- DO THIS -
Put every line of the items below into a single numbered list, leaving out any blank lines.

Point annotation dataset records
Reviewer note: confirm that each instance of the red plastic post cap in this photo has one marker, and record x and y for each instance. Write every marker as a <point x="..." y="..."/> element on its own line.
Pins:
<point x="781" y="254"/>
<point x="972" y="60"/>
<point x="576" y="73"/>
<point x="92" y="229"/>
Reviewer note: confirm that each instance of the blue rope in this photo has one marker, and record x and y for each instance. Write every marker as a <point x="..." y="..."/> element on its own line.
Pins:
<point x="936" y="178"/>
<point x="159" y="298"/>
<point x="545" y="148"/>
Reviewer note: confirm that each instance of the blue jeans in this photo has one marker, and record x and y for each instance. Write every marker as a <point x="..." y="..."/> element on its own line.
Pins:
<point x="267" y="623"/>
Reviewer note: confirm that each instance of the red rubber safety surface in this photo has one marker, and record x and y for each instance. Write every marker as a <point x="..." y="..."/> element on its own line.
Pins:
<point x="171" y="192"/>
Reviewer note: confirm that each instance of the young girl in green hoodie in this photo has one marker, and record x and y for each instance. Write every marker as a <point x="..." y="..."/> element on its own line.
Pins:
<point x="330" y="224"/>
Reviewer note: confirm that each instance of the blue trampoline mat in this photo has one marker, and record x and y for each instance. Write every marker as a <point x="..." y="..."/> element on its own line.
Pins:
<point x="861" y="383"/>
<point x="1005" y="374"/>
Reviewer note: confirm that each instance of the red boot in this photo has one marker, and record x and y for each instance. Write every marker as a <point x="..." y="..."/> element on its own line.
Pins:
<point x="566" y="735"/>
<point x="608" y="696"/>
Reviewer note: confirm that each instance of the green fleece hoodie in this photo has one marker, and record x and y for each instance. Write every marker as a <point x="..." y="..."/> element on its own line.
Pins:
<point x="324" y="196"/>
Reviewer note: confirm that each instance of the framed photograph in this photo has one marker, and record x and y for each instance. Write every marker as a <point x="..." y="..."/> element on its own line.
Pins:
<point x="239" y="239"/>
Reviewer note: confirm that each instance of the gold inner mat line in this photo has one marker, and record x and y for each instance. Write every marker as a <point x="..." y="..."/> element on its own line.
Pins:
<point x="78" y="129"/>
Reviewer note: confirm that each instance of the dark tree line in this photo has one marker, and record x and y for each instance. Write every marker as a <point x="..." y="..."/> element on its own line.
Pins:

- EXPECTED ANSWER -
1. Reviewer note: confirm that each instance of the red plastic post cap in this photo has one marker, and record x and y for each instance. Write every marker as a <point x="..." y="..."/> element on its own line.
2. Pins:
3. <point x="781" y="254"/>
4. <point x="972" y="60"/>
5. <point x="576" y="73"/>
6. <point x="92" y="229"/>
7. Reviewer note: confirm that each instance of the blue rope in this photo has one marker, and record x and y for each instance. Write every marker as a <point x="..." y="..."/> element on its own line.
8. Pins:
9. <point x="936" y="178"/>
10. <point x="159" y="298"/>
11. <point x="545" y="148"/>
12. Reviewer note: confirm that each instance of the blue jeans in this photo has one marker, and record x and y for each instance. Write every marker as a <point x="..." y="..."/> element on its own line.
13. Pins:
14. <point x="267" y="623"/>
15. Reviewer note: confirm that each instance of the red rubber safety surface in this photo has one marker, and record x and y for each instance. Write every marker as a <point x="..." y="..."/> element on its own line.
16. Pins:
17. <point x="171" y="192"/>
18. Reviewer note: confirm that each instance of the young girl in green hoodie in this photo has one marker, and record x and y for each instance. Write every marker as a <point x="..." y="..."/> element on its own line.
19. Pins:
20. <point x="330" y="224"/>
21. Reviewer note: confirm that each instance of the blue trampoline mat in this photo has one marker, and record x and y for each instance. Write every marker as a <point x="..." y="..."/> element on its own line.
22. Pins:
23. <point x="861" y="383"/>
24. <point x="1005" y="374"/>
25. Reviewer note: confirm that each instance of the red boot in this photo has one marker, and record x and y for each instance. Write every marker as a <point x="..." y="..."/> element on its own line.
26. Pins:
27. <point x="566" y="735"/>
28. <point x="608" y="696"/>
29. Reviewer note: confirm that each instance of the green fleece hoodie in this photo has one marker, and record x and y for each instance. Write every marker as a <point x="..." y="..."/> element on its own line.
30. Pins:
31. <point x="324" y="196"/>
32. Reviewer note: confirm that each instance of the framed photograph in this photo has one marker, and record x and y for each instance. Write every marker as a <point x="..." y="..."/> element on its own line.
33. Pins:
34. <point x="239" y="239"/>
35. Reviewer note: confirm that each instance of the gold inner mat line in this photo has one marker, and record x and y for each instance. Write every marker as a <point x="..." y="..."/> element on its own line.
36. Pins:
37. <point x="78" y="129"/>
38. Reviewer note: confirm that each instance of the dark tree line in this photo has one marker, and record x and y for each instance. Write every marker as a <point x="..." y="..."/> element on its own line.
39. Pins:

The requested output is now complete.